TASK STATEMENT:
Below are some records; copy them word for word and drop the pictures.

Items from a data source:
◇ ◇ ◇ ◇ ◇ ◇ ◇

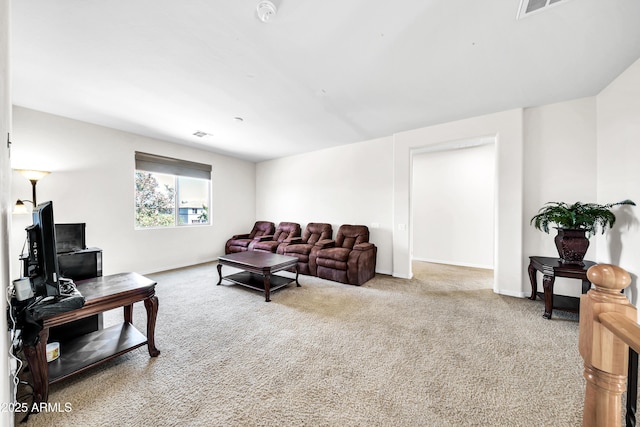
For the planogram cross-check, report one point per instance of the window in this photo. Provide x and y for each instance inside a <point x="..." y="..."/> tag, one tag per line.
<point x="171" y="192"/>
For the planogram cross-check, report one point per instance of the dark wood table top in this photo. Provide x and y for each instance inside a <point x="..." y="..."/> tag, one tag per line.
<point x="258" y="259"/>
<point x="551" y="265"/>
<point x="106" y="293"/>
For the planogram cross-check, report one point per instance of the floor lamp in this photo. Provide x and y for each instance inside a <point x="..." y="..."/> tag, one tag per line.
<point x="34" y="177"/>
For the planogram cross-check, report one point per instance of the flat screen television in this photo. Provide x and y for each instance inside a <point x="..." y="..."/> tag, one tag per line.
<point x="43" y="260"/>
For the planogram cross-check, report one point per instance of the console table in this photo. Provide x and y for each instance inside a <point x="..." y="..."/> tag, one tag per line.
<point x="81" y="353"/>
<point x="552" y="268"/>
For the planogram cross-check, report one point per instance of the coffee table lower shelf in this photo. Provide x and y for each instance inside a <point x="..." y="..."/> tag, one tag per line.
<point x="92" y="349"/>
<point x="256" y="281"/>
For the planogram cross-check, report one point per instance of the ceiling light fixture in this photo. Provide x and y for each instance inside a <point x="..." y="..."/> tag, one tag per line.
<point x="266" y="10"/>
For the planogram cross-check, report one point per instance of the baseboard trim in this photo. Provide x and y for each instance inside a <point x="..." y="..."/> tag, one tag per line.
<point x="459" y="264"/>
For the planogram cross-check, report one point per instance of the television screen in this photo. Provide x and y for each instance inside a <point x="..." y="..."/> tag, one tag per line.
<point x="43" y="260"/>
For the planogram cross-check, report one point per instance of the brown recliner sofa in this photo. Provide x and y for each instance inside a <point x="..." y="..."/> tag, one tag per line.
<point x="302" y="247"/>
<point x="350" y="258"/>
<point x="244" y="242"/>
<point x="283" y="234"/>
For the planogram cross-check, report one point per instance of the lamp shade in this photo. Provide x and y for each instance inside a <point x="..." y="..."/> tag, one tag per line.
<point x="32" y="175"/>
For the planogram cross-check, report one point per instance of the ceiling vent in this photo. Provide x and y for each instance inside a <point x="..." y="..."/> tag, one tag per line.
<point x="266" y="10"/>
<point x="527" y="7"/>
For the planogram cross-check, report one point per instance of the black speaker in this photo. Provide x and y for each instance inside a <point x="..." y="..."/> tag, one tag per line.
<point x="80" y="265"/>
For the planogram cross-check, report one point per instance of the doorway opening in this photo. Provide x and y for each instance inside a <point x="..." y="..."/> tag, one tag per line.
<point x="453" y="205"/>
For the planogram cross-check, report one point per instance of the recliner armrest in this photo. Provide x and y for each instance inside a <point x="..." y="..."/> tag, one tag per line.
<point x="263" y="238"/>
<point x="326" y="243"/>
<point x="363" y="246"/>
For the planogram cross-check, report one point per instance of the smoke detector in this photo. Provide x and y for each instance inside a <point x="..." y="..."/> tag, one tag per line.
<point x="266" y="10"/>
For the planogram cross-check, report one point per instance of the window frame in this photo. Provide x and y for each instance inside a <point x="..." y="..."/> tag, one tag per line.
<point x="176" y="168"/>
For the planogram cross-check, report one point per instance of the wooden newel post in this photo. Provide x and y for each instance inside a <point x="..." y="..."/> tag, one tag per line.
<point x="605" y="356"/>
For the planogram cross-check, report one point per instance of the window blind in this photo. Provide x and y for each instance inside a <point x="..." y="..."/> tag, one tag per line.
<point x="160" y="164"/>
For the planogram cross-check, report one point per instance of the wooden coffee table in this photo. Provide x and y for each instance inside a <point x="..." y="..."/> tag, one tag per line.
<point x="79" y="354"/>
<point x="258" y="270"/>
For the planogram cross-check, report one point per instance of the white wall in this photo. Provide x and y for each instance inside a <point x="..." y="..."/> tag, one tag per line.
<point x="350" y="184"/>
<point x="618" y="129"/>
<point x="6" y="417"/>
<point x="453" y="206"/>
<point x="92" y="181"/>
<point x="559" y="166"/>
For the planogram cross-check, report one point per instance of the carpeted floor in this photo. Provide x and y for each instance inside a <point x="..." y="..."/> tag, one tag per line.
<point x="439" y="350"/>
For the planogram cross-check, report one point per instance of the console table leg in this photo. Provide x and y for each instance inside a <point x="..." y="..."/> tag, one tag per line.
<point x="267" y="286"/>
<point x="547" y="283"/>
<point x="151" y="305"/>
<point x="128" y="313"/>
<point x="534" y="282"/>
<point x="37" y="360"/>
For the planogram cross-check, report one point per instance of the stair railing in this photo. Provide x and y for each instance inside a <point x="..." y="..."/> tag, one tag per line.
<point x="608" y="334"/>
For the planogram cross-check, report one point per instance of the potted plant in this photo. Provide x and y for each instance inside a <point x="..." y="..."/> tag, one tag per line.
<point x="575" y="224"/>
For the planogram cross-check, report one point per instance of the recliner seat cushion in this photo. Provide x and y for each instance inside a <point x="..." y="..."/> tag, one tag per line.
<point x="334" y="254"/>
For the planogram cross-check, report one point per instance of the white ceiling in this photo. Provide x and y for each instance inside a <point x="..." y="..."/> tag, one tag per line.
<point x="319" y="74"/>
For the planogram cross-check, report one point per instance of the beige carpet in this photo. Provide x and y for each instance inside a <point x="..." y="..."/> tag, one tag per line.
<point x="439" y="350"/>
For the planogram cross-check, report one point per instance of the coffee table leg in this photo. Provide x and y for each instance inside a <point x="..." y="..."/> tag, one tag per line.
<point x="547" y="283"/>
<point x="151" y="304"/>
<point x="267" y="286"/>
<point x="37" y="361"/>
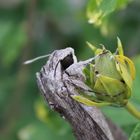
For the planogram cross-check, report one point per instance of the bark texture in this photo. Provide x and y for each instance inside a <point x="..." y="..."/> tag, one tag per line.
<point x="58" y="80"/>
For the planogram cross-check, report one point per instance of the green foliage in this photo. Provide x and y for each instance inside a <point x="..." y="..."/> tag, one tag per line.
<point x="28" y="30"/>
<point x="98" y="9"/>
<point x="136" y="133"/>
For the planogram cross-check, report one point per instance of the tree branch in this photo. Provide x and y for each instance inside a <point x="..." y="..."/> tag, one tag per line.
<point x="58" y="80"/>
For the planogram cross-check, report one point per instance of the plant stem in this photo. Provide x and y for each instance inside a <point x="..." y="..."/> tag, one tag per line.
<point x="131" y="109"/>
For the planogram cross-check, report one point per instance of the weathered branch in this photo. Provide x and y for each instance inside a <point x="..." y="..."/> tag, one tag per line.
<point x="58" y="80"/>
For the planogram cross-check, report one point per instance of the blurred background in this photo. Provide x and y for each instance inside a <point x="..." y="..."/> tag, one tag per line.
<point x="30" y="28"/>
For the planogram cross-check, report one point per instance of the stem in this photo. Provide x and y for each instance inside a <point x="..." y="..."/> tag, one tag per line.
<point x="131" y="109"/>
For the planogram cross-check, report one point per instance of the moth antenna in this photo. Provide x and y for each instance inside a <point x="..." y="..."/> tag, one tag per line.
<point x="35" y="59"/>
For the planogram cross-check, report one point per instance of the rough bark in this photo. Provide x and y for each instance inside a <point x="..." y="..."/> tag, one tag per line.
<point x="58" y="80"/>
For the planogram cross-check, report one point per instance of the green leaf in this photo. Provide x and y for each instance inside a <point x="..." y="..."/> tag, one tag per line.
<point x="98" y="9"/>
<point x="136" y="133"/>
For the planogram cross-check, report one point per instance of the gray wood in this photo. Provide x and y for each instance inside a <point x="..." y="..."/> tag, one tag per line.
<point x="58" y="80"/>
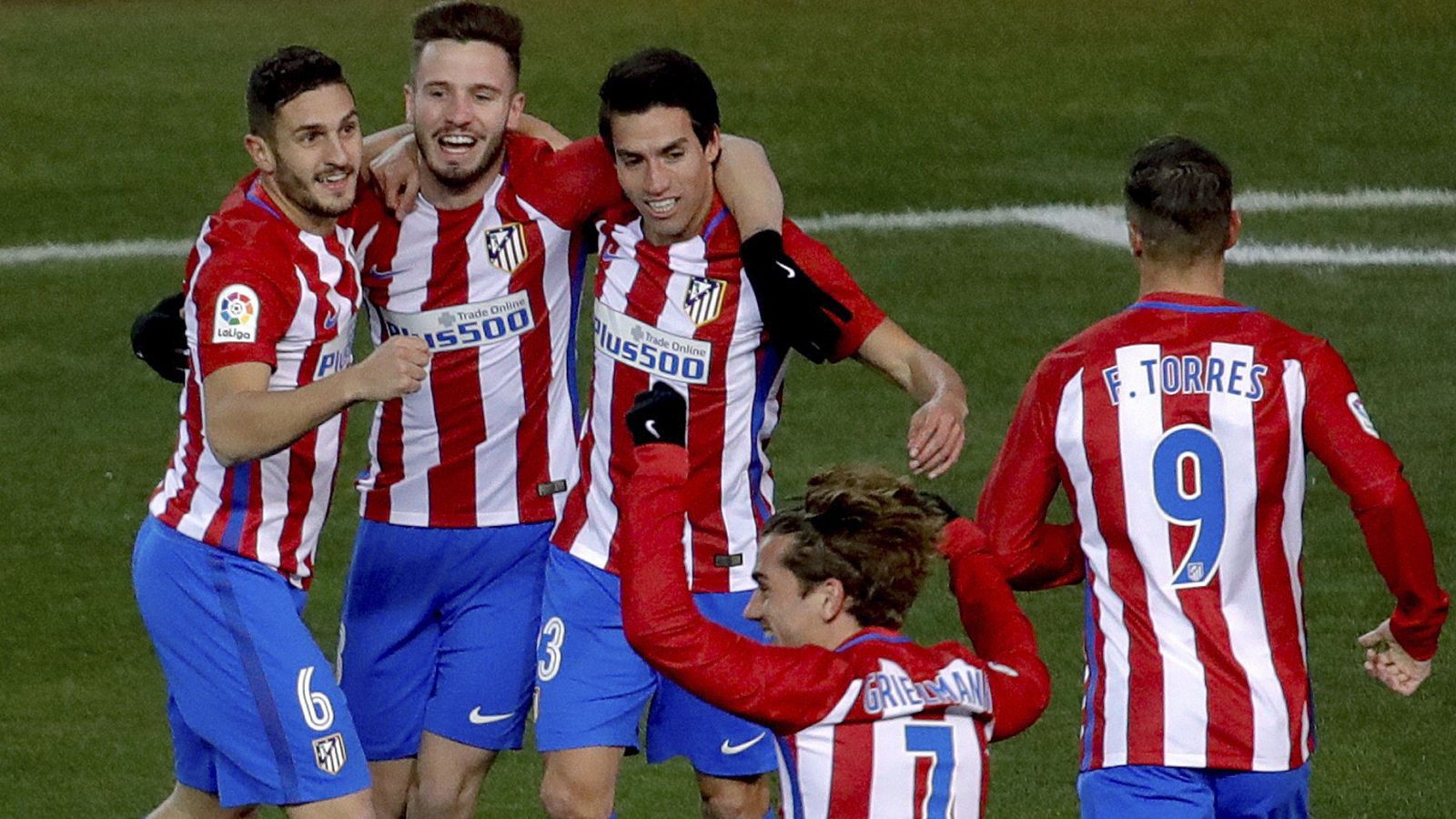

◇ ◇ ◇ ◇ ◇ ◇ ◇

THE ANSWER:
For the planogram cross-check, report one point per instance of the window in this photo. Provide x and y for each instance inside a <point x="..." y="..."/> tag, one tag per line.
<point x="171" y="192"/>
For the planogram cross-check, report one point per instance of the dark wood table top in this photo. Provide x and y for each instance inside a <point x="..." y="..."/> tag, one tag per line.
<point x="258" y="259"/>
<point x="551" y="265"/>
<point x="106" y="293"/>
For the planogram cross-check, report one point per instance of the floor lamp in this photo. Provide x and y for each instance inside a <point x="..." y="..."/> tag, one tag per line.
<point x="34" y="177"/>
For the planogram cross-check, report one point per instance of the flat screen television in this photo. Provide x and y for each instance inside a <point x="..." y="..."/> tag, one tag per line.
<point x="43" y="260"/>
For the planogram cross-check, report one point per instance of the console table in this photo. Provide x and y for each instance inside a <point x="..." y="..."/> tag, one tag per line.
<point x="81" y="353"/>
<point x="552" y="268"/>
For the planogram cross-check, report one point per instance of the coffee table lower shelf in this photo. Provide x and y for each instance inside a <point x="..." y="..."/> tag, one tag per line.
<point x="92" y="349"/>
<point x="256" y="281"/>
For the planogram cross-check, report one point per instance of the ceiling light fixture in this photo. Provide x and y for each instance inside a <point x="..." y="..."/> tag, one tag per line.
<point x="266" y="10"/>
For the planogram cross-check, report one point per instance of the baseboard trim in this photo. Provide x and y for each instance inside a <point x="..." y="..."/> tag, one tag per line.
<point x="459" y="264"/>
For the planogram cross-check, report one point per instance of the television screen in this photo. Provide x and y for each instance inside a <point x="..." y="..."/> tag, one tag per line.
<point x="43" y="260"/>
For the planogram cross-check, report one point per instance of the brown recliner sofa in this photo. Provide x and y for each instance inside a <point x="..." y="..."/> tag, one tag per line.
<point x="302" y="247"/>
<point x="350" y="258"/>
<point x="244" y="242"/>
<point x="283" y="234"/>
For the planogram cross-check, report one point per instance of the lamp shade in this photo. Provide x and y for each instance inside a <point x="..." y="..."/> tag, one tag per line.
<point x="32" y="175"/>
For the planogram cross-check, report one point per instance of the ceiling vent in this photo. Provide x and y for each instance inside a <point x="..." y="..."/> tag, one tag per line.
<point x="266" y="10"/>
<point x="527" y="7"/>
For the planogram cross-check, report one point per instance of the black speaker in this photo. Provide x and y for each instance inside a <point x="..." y="..."/> tag, one tag per line.
<point x="80" y="265"/>
For the planogram cross-check, report one point per instance of the doorway opening in this photo. Provide x and y for each instance inside a <point x="..." y="..."/> tag, one tag per line.
<point x="453" y="205"/>
For the planogram cross-check, report one point per instance of the recliner armrest in this photo. Provide x and y for each instance inside a <point x="..." y="..."/> tag, one tag per line.
<point x="263" y="238"/>
<point x="326" y="243"/>
<point x="363" y="246"/>
For the planogram cross-check, report one point per instance of the smoke detector in this photo. Provide x and y for each instance inside a <point x="..." y="..."/> tag, one tag per line.
<point x="266" y="10"/>
For the planogram cross-check, report one point per instance of the window frame in this photo. Provide x and y for each instance inside a <point x="..." y="..."/> tag, one tag per line.
<point x="176" y="168"/>
For the planogram cross-check, report one point per instance of the wooden newel post in this photo. Provide x and y for each instance inside a <point x="..." y="..."/> tag, one tag per line.
<point x="605" y="356"/>
For the planogram cross-check, report one point per instance of the window blind in this photo. Provide x and y for each instance inside a <point x="..." y="..."/> tag, one tag per line.
<point x="160" y="164"/>
For the planogram cross-check, report one point per instance of the wooden coffee table in this photo. Provide x and y for each instance inside a <point x="..." y="..."/> tag, one tag per line.
<point x="79" y="354"/>
<point x="258" y="270"/>
For the planogram cross-check, report one point per instance of the white wall in this photo. Provide x and y for each instance inside a <point x="..." y="..."/> tag, one tag per line.
<point x="350" y="184"/>
<point x="618" y="129"/>
<point x="6" y="417"/>
<point x="453" y="206"/>
<point x="92" y="181"/>
<point x="559" y="166"/>
For the planogram cross-check, report one point per instance of the carpeted floor in this photo. Provide x and y for each instance inside a <point x="..." y="..."/> tag, one tag per line.
<point x="439" y="350"/>
For the planogram cross-check, report one point per instance of the console table leg in this photo. Provide x and y for each instance inside a <point x="..." y="..."/> tag, one tag per line.
<point x="267" y="286"/>
<point x="547" y="283"/>
<point x="151" y="305"/>
<point x="128" y="313"/>
<point x="534" y="282"/>
<point x="37" y="360"/>
For the planogram cross-check, report one point per instance of the stair railing in this photo. Provide x and y for each instance inside a <point x="..." y="..."/> tag, one tag per line.
<point x="608" y="334"/>
For the planogram cross-check, report one point per instance of the potted plant in this photo. Provide x and y for each instance inside a <point x="..." y="..."/> tag, one tag per line.
<point x="575" y="224"/>
For the planogram cross-check, report one point per instance of the recliner seat cushion in this photo. Provide x and y for each instance inside a <point x="..." y="..."/> tag, one tag per line.
<point x="334" y="254"/>
For the planogram cross-check, report one point per instance of the white ceiling in this photo. Provide x and y for each instance inside a <point x="..." y="..."/> tag, one tag per line.
<point x="319" y="74"/>
For the planogram cross-check, report one point per instance of the beige carpet in this photo. Provide x and y for each instance inside a <point x="..." y="..."/> tag, one tag per line.
<point x="439" y="350"/>
For the planogram cross-check, report one point per instance of the coffee table leg in this photo. Provide x and y for each instance inside a <point x="..." y="..."/> tag, one tag per line.
<point x="547" y="283"/>
<point x="151" y="304"/>
<point x="267" y="286"/>
<point x="37" y="361"/>
For the planogram cross-check, report one point per instance of the bark texture in this photo. Provide x and y for each instance inside a <point x="..." y="..."/> tag, one tag per line.
<point x="58" y="80"/>
For the planogram cross-check, report one point per instance of the green foliage in this photo. Provide x and y for each instance inside a <point x="..." y="..."/> tag, one tag per line.
<point x="28" y="30"/>
<point x="98" y="9"/>
<point x="136" y="133"/>
For the planogram cross-check, report one point per instance of the tree branch in this photo. Provide x and y for each instance inside a <point x="..." y="..."/> tag, one tag per line.
<point x="58" y="80"/>
For the planogram cross-check, report one point per instance of the plant stem in this photo. Provide x and y for each instance inside a <point x="..." y="..."/> tag, one tag per line.
<point x="131" y="109"/>
For the planogram cross-check, report one point per instance of the weathered branch in this photo. Provide x and y for each instance inside a <point x="..." y="..."/> tag, one tag per line.
<point x="58" y="80"/>
For the planogram cross-check, report one point per instance of the blurred background in this photo. Provide x and y for each instance inside a <point x="..." y="..."/> tag, one tag per line.
<point x="30" y="28"/>
For the planogram cross-check, report one point per instance of the stem in this photo. Provide x and y for each instance inside a <point x="..." y="..."/> tag, one tag per line.
<point x="131" y="109"/>
For the planogram cross-check, report one point per instance of the moth antenna in this photo. Provide x and y for each instance inside a <point x="..." y="..."/> tag, one tag per line.
<point x="35" y="59"/>
For the planogram cross-check, report one point per instance of the rough bark in this photo. Provide x and y for each instance inside a <point x="..." y="..."/> tag, one tag per line.
<point x="58" y="80"/>
For the planogram cross-check, report one point per instance of the green leaf in this photo. Provide x and y for each instance inside a <point x="..." y="..."/> tag, one tag per line.
<point x="98" y="9"/>
<point x="136" y="133"/>
For the planogram cross-check, report one point per instance of the gray wood in this photo. Provide x and y for each instance inside a <point x="..." y="..."/> tag, one tag per line.
<point x="58" y="80"/>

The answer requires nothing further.